━━━ RECORDS SUPPLIED ━━━

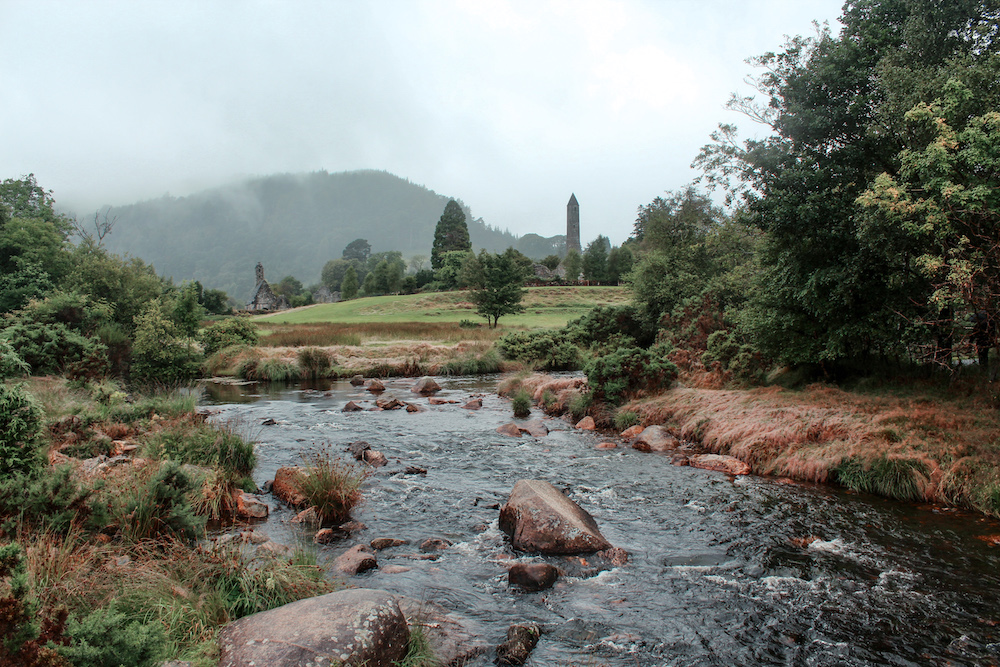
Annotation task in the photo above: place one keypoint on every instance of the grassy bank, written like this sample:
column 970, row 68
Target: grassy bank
column 545, row 307
column 102, row 556
column 921, row 443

━━━

= EXERCISE OBJECTIVE =
Quote everything in the listing above exactly; pictures are the only thing to omit.

= EXPECTED ANSWER =
Annotation task in the photo above: place one keypoint on every instance of the grassy bank, written like this sample:
column 970, row 68
Target: grassy bank
column 545, row 307
column 102, row 556
column 921, row 443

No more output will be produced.